[Exercise]: To complete the exercise, repeat every record exactly as it stands.

[Records excerpted from a collection]
┄┄┄┄┄┄

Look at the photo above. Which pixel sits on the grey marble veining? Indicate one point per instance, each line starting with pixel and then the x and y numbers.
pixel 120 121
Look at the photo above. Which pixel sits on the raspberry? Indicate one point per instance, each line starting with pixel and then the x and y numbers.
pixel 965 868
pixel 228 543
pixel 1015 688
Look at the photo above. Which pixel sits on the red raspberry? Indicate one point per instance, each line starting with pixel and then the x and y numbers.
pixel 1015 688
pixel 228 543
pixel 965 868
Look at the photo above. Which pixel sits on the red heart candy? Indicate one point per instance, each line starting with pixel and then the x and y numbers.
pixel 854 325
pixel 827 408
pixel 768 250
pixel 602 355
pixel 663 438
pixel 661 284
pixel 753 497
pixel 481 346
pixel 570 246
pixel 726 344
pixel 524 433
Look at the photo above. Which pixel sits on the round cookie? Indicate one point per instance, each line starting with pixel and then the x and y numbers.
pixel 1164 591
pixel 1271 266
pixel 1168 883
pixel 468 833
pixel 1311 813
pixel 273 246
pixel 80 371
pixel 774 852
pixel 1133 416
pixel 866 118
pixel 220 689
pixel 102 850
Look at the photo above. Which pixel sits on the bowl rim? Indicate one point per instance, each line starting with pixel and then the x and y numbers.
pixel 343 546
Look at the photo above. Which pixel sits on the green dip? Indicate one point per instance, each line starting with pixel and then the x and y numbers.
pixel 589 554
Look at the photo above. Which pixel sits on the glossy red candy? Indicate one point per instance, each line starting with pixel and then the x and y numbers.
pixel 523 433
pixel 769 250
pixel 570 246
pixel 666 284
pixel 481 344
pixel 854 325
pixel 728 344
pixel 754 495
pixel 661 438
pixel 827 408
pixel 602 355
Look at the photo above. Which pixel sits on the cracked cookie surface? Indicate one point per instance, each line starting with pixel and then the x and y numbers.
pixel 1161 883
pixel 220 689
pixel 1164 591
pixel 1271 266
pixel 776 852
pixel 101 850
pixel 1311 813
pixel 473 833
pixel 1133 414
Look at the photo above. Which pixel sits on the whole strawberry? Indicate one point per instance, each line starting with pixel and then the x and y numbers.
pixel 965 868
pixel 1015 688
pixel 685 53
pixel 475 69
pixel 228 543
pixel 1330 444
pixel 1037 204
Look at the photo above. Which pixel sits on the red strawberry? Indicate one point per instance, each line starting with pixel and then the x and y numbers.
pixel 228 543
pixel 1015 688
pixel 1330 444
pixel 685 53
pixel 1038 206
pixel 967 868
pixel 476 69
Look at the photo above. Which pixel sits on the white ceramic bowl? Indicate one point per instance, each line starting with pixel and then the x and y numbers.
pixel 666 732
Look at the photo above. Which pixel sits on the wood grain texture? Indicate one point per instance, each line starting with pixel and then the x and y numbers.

┄┄┄┄┄┄

[Response area]:
Look at the photo above. Which pixel sits on the grey marble veining? Indicate one point per instance, each line starting with pixel and then the x and y numbers.
pixel 120 121
Look at the photo above. Which pixel sits on the raspberry? Indicate one point per instance, each line starting with pixel and then the x and y numbers.
pixel 965 868
pixel 228 543
pixel 1015 688
Look at the photo above. Which pixel sits on the red raspberry? Indicate one point per instance, each line starting with pixel and then the x and y numbers.
pixel 1015 688
pixel 228 543
pixel 965 868
Look at the photo above. Which pixel sits on the red heart candy? Indicate one point per instance, each line starting with pixel and then the x and y numbers.
pixel 854 325
pixel 827 408
pixel 768 250
pixel 602 355
pixel 663 438
pixel 661 284
pixel 753 497
pixel 481 346
pixel 570 246
pixel 726 344
pixel 524 433
Look at the photo above. Which pixel sits on the round cookie? Indicate one point per instance, each line starting with pixel and then the x and y numbers.
pixel 1164 591
pixel 1271 266
pixel 1168 883
pixel 468 833
pixel 1311 813
pixel 273 246
pixel 80 371
pixel 774 852
pixel 1133 416
pixel 866 118
pixel 220 689
pixel 102 850
Look at the photo above. Which pixel sits on the bowl rim? Indicate one point per instance, each line starting with pixel and then the x and y numbers.
pixel 343 546
Look at the photo above. Which pixel sits on the green dip? Indicate one point per instance, each line starting with pixel and then the x and y numbers.
pixel 589 554
Look at the photo above. Which pixel sits on the glossy red candy? Indicate one point per instance, each line starting with pixel and then the x and y numbers.
pixel 523 433
pixel 769 250
pixel 570 246
pixel 666 284
pixel 481 344
pixel 854 325
pixel 728 344
pixel 754 495
pixel 661 438
pixel 827 408
pixel 602 355
Look at the photo above. Which pixel sits on the cracked cookie surface? Indicate one point per instance, each line starting with pixel and then the x and y numbers.
pixel 1161 883
pixel 220 689
pixel 1164 591
pixel 1271 266
pixel 776 852
pixel 101 850
pixel 1311 813
pixel 473 833
pixel 1133 414
Look at the photo above. Which pixel sits on the whole strawberry? Indicate one point per instance, each line starting with pixel and then the x and y numbers.
pixel 965 868
pixel 1015 688
pixel 685 53
pixel 475 69
pixel 228 543
pixel 1330 444
pixel 1037 204
Look at the photo above. Which pixel sits on the red strawberry? Indicate one point per instance, each line starting with pixel and then the x and y numbers.
pixel 228 543
pixel 1015 688
pixel 1330 444
pixel 685 53
pixel 1038 206
pixel 967 868
pixel 476 69
Look at the photo above. Which pixel sits on the white ceramic bowl? Indicate one point per instance, each line starting with pixel and then the x and y numbers.
pixel 666 732
Look at the photo above. Which pixel sits on the wood grain texture? Indicate one point per instance, each line starting with pixel and then the x and y numbers.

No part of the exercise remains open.